((

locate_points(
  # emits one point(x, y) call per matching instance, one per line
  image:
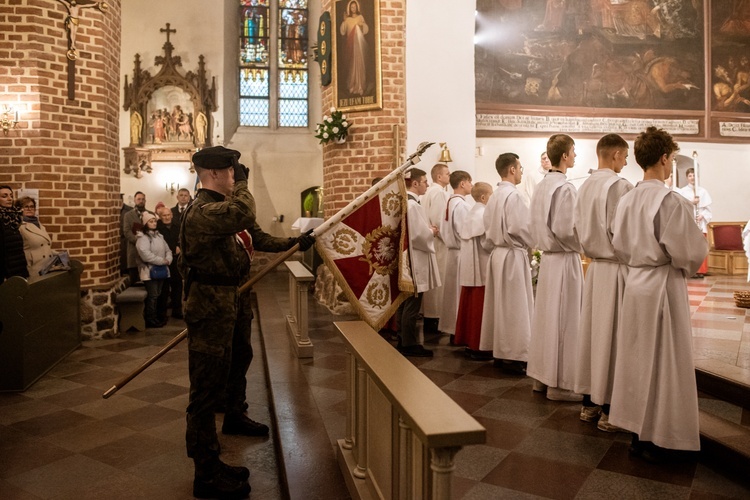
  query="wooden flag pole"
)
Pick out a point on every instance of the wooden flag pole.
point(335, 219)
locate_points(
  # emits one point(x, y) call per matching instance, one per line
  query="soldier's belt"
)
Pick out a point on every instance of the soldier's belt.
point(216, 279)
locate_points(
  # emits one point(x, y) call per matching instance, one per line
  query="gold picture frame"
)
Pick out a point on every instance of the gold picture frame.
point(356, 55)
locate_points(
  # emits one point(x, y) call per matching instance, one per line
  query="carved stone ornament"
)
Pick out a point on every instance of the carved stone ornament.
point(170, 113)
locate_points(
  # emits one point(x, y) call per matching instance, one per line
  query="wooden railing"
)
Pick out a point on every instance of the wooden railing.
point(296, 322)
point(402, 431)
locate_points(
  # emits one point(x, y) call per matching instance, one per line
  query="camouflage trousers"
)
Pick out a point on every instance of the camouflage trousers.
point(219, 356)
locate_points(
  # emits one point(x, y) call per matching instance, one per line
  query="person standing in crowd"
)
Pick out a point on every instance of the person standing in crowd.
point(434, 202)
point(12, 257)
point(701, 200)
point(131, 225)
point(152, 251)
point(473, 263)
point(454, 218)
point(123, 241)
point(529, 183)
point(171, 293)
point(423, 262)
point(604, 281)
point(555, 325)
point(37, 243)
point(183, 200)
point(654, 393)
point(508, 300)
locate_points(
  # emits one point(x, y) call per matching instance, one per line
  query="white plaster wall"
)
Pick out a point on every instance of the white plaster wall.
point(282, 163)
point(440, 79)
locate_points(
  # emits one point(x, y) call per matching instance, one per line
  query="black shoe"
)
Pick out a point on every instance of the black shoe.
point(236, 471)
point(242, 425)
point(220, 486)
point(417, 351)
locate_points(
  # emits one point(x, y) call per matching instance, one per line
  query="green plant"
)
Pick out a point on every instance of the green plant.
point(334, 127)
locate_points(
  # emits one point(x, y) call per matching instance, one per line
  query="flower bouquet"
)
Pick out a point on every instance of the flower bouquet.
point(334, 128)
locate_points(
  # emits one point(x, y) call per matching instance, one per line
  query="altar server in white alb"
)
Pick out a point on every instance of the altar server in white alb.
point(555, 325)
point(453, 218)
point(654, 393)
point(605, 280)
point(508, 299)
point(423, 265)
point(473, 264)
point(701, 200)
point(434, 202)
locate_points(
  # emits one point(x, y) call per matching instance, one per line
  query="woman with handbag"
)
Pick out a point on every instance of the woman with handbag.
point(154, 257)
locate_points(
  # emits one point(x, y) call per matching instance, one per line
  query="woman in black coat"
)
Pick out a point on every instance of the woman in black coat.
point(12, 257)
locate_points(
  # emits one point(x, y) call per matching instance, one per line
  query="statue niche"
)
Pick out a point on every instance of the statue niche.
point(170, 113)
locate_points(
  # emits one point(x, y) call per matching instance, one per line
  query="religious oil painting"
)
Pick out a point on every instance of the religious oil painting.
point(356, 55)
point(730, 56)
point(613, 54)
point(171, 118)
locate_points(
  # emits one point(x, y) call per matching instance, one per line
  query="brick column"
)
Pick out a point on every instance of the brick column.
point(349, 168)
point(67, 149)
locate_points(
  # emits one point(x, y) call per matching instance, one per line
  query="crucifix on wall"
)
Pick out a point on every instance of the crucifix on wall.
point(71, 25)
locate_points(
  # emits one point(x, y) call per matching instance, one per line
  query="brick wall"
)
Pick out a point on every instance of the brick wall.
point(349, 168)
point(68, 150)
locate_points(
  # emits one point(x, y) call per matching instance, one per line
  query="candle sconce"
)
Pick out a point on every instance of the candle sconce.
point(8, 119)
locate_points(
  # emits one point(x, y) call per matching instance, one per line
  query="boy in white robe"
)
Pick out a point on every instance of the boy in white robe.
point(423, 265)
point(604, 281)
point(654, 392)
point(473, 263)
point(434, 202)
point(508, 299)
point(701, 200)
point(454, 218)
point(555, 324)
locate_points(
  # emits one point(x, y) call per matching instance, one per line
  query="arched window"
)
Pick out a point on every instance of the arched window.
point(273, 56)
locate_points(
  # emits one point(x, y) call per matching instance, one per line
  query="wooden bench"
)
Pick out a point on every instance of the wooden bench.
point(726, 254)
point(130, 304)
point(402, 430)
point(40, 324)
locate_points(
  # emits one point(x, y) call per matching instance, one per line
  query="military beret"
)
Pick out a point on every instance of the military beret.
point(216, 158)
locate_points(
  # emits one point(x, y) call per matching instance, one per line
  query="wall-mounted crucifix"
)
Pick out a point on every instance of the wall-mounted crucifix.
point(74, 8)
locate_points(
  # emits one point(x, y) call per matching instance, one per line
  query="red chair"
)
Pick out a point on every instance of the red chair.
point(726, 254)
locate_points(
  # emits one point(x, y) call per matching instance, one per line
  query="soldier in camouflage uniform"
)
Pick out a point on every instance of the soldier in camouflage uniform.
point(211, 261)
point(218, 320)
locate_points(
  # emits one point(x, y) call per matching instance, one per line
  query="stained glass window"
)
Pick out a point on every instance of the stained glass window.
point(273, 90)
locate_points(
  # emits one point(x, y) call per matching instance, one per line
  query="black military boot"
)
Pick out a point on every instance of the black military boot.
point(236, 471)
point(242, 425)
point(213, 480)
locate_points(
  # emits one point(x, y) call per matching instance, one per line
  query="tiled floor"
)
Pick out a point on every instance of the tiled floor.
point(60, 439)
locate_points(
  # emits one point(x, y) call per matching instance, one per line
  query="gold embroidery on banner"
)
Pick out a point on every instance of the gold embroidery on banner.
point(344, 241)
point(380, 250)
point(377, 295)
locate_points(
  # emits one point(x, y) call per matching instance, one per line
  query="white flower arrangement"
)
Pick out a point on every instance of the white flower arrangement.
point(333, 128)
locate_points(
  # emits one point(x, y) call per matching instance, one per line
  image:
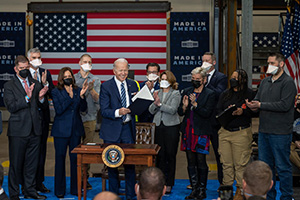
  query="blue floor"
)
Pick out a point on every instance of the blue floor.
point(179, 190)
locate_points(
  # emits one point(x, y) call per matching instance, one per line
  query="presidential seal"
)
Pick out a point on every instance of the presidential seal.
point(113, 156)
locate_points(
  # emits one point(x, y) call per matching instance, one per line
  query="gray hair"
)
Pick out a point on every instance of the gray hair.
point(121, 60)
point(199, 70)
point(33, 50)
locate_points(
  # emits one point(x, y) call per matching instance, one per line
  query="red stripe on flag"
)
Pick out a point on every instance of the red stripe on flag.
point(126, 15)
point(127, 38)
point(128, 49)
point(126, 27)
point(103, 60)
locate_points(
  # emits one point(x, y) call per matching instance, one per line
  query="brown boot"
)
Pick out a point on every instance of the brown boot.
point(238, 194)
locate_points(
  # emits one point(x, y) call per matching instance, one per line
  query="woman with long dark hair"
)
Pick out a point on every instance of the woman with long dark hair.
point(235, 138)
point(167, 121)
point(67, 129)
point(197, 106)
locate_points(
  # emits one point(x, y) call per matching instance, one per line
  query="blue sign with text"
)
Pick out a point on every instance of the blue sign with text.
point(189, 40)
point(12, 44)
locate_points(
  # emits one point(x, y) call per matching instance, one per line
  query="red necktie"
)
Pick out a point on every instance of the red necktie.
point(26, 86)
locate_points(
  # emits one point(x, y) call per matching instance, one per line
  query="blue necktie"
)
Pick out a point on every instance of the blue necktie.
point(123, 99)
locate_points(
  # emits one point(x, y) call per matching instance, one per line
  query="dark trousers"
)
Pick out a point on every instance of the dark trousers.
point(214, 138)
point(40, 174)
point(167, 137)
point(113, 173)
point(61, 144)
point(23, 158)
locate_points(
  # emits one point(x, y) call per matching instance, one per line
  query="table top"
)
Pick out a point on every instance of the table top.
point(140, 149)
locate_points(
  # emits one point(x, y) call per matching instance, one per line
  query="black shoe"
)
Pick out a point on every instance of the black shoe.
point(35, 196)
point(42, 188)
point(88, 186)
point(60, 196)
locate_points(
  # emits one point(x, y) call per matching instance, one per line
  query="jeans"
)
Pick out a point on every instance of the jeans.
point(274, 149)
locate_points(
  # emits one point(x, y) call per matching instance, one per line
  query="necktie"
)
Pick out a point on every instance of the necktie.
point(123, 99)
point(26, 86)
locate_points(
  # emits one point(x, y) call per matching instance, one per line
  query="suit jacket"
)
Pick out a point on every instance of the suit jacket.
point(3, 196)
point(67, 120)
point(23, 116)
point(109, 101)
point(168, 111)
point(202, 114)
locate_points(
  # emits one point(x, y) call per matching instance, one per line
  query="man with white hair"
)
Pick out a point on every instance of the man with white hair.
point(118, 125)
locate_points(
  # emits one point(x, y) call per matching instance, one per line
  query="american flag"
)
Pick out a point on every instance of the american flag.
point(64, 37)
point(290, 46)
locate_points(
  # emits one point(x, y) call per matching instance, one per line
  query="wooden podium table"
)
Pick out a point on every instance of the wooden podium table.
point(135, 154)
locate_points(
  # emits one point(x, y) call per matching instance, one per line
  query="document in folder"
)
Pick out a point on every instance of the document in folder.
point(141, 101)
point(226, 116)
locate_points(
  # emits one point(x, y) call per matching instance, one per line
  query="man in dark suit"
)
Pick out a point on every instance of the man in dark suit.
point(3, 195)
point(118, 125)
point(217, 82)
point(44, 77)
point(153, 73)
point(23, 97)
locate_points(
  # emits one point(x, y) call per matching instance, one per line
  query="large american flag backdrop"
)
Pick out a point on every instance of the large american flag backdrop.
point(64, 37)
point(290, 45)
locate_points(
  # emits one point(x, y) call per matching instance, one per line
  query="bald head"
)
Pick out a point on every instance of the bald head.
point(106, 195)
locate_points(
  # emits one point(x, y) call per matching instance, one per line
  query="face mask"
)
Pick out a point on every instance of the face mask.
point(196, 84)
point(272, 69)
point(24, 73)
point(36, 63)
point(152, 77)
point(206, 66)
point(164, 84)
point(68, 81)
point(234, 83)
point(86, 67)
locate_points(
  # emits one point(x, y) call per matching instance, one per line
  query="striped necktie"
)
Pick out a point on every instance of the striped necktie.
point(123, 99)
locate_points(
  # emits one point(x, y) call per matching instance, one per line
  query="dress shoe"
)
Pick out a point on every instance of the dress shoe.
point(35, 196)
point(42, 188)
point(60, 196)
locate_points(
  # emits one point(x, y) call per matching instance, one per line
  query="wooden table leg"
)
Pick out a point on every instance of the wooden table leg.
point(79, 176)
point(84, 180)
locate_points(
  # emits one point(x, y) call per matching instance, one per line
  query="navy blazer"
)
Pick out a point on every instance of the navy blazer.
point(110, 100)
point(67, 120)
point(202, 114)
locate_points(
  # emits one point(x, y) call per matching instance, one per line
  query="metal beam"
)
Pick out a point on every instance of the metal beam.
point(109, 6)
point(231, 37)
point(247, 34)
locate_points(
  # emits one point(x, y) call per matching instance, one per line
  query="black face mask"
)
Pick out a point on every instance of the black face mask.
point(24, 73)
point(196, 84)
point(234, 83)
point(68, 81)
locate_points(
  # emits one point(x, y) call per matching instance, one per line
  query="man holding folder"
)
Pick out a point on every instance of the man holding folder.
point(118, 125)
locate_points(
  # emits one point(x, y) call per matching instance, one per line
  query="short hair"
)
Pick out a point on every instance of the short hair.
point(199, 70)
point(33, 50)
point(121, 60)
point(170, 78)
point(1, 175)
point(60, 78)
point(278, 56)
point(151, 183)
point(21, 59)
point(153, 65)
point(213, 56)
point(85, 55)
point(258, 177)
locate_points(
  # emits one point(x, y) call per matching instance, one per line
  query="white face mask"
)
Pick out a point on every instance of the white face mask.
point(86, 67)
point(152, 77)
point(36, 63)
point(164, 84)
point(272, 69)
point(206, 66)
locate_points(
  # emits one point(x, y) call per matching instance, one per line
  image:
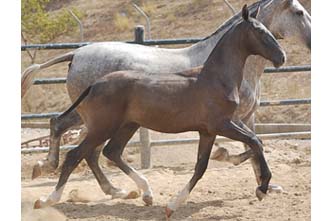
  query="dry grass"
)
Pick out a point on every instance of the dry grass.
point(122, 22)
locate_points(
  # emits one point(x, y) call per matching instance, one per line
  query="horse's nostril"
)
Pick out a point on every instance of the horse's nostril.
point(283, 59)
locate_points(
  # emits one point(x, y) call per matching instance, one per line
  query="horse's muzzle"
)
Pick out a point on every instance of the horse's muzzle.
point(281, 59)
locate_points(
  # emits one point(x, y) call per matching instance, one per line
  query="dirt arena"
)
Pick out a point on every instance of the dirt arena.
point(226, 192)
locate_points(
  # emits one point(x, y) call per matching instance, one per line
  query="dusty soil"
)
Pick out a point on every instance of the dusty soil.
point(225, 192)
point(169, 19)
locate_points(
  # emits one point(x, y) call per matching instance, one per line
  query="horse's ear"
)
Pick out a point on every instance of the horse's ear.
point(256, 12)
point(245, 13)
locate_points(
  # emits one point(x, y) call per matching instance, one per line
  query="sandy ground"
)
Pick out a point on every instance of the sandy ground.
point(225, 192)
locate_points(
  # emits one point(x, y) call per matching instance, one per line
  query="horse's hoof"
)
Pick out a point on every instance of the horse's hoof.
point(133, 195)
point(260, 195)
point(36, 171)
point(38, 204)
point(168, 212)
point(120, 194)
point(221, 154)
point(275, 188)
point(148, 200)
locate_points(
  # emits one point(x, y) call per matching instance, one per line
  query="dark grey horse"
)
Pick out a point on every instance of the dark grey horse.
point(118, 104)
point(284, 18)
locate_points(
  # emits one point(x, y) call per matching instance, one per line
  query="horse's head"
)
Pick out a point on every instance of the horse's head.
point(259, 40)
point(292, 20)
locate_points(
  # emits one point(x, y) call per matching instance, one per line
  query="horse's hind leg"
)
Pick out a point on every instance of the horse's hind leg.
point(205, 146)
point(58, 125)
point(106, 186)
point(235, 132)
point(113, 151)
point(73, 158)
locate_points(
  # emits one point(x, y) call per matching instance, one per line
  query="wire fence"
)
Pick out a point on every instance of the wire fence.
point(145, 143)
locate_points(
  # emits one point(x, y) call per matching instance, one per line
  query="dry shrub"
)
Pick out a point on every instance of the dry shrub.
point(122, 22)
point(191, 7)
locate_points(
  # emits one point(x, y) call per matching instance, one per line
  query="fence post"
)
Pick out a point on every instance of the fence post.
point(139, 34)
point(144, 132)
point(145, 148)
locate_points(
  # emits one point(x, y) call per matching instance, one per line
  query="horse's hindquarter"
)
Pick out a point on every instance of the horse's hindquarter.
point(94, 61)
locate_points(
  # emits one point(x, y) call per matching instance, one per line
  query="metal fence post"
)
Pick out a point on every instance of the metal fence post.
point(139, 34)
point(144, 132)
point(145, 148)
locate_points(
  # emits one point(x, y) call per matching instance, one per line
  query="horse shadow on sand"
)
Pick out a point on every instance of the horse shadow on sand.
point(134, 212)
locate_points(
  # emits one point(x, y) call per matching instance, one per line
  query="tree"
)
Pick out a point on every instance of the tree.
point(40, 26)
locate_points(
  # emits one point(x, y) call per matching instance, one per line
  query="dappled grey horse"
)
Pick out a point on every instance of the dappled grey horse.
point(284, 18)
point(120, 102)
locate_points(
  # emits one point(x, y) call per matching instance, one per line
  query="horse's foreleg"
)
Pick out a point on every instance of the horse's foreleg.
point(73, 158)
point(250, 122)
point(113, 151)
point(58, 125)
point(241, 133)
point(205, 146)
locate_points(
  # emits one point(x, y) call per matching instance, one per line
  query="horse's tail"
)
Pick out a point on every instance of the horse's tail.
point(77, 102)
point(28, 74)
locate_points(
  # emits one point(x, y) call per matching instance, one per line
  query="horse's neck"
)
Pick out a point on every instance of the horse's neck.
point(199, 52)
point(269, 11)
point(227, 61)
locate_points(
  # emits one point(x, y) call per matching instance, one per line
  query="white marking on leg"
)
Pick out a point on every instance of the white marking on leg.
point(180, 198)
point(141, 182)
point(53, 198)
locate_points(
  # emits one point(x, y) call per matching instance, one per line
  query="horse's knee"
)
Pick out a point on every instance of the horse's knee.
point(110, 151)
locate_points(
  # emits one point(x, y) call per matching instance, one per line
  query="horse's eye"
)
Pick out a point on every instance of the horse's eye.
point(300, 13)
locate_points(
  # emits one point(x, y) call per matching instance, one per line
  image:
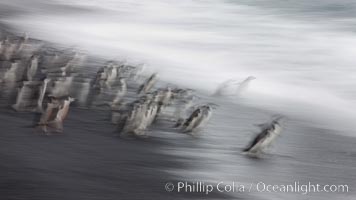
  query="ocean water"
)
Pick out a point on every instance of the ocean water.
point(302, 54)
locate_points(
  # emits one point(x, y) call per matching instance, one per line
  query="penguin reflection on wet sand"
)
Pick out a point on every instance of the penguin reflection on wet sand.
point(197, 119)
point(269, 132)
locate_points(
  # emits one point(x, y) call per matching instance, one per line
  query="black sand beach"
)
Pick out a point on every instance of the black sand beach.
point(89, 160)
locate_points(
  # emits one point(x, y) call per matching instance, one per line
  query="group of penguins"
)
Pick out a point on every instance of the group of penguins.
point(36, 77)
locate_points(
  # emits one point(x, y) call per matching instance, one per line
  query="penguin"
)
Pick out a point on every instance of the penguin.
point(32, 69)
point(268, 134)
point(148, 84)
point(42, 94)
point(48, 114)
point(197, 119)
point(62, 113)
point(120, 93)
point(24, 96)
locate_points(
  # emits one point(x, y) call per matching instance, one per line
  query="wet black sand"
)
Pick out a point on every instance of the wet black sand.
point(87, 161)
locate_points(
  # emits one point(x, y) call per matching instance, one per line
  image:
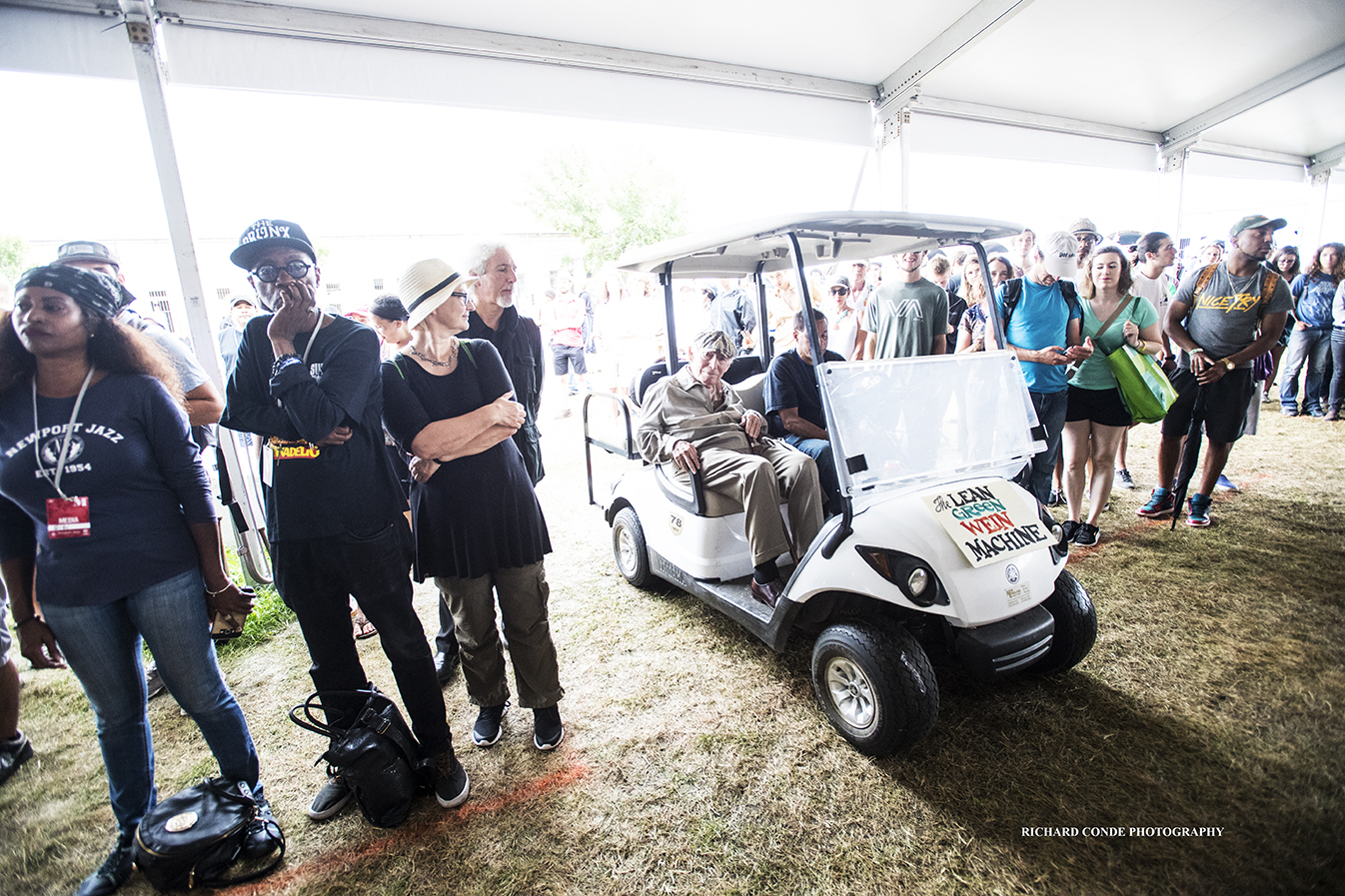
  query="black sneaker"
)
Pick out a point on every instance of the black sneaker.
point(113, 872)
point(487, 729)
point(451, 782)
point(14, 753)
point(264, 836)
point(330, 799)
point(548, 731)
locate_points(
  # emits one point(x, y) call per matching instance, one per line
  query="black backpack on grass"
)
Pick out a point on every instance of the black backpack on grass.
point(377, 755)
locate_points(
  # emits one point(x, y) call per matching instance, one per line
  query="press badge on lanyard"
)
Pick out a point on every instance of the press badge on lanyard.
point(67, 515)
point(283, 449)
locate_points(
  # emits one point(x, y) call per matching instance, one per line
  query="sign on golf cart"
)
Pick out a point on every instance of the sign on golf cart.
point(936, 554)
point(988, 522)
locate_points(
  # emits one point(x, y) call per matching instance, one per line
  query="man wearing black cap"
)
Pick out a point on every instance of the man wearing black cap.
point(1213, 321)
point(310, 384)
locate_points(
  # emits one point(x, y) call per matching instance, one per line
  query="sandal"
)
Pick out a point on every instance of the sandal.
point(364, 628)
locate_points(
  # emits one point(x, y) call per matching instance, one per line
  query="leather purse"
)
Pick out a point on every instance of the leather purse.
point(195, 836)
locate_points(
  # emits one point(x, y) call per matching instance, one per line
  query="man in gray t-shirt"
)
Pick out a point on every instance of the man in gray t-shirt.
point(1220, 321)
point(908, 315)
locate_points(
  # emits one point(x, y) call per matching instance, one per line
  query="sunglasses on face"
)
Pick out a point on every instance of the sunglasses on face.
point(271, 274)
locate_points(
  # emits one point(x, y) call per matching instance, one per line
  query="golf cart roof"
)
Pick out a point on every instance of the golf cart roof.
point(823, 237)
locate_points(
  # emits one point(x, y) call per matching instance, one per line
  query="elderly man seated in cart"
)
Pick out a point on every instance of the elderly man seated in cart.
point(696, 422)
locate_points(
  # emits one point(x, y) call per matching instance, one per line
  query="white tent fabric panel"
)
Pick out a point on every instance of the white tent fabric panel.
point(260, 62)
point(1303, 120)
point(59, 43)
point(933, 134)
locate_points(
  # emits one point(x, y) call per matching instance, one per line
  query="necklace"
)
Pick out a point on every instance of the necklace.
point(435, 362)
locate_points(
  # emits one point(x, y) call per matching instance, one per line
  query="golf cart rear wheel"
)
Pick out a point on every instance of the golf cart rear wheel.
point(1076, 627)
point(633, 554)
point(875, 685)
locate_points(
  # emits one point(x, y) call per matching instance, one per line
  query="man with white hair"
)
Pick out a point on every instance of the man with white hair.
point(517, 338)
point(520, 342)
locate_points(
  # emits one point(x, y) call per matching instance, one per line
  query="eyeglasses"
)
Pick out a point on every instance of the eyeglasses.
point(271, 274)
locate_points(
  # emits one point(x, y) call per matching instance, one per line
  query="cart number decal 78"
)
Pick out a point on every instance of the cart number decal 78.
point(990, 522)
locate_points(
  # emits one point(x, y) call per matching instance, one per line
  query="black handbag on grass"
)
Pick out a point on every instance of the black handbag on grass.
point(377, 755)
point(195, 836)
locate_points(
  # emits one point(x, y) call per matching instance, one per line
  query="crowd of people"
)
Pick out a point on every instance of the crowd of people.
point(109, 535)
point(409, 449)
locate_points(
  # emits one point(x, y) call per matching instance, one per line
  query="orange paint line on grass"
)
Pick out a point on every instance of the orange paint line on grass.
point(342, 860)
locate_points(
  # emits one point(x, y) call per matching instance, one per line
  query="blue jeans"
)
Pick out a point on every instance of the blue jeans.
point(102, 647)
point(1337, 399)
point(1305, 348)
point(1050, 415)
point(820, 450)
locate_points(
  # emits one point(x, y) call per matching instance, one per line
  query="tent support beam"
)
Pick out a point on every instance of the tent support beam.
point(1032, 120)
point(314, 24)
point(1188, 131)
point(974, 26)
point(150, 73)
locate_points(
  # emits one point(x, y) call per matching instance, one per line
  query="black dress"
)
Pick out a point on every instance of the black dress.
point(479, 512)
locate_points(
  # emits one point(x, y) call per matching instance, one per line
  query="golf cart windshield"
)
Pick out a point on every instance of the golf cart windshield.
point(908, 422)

))

Job → Extract every line in the rows above that contains the word "altar", copying each line in full.

Right answer →
  query="altar server in white alb"
Pick out a point on every instance of the altar server in white alb.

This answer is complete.